Working down the material below, reproduce exactly every line from the one containing "Label: wooden tray" to the last line, and only those.

*** SOURCE MATERIAL

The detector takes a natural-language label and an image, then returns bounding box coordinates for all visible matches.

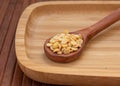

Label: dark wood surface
[1,0,119,86]
[0,0,60,86]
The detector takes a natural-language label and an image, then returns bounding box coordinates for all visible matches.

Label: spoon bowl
[44,8,120,63]
[44,30,87,62]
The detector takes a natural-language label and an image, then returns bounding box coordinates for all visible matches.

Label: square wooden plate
[15,1,120,85]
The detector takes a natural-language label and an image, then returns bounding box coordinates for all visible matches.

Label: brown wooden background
[0,0,119,86]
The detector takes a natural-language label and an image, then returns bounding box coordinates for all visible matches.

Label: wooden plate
[15,1,120,85]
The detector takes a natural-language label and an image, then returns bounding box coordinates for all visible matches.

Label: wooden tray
[15,1,120,85]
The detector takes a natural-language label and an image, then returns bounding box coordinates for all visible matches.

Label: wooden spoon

******

▸ **EXPECTED OUTPUT**:
Label: wooden tray
[15,1,120,85]
The detector takes a natural-language label and an image, then returns bounding box coordinates for all visible matches.

Label: wooden spoon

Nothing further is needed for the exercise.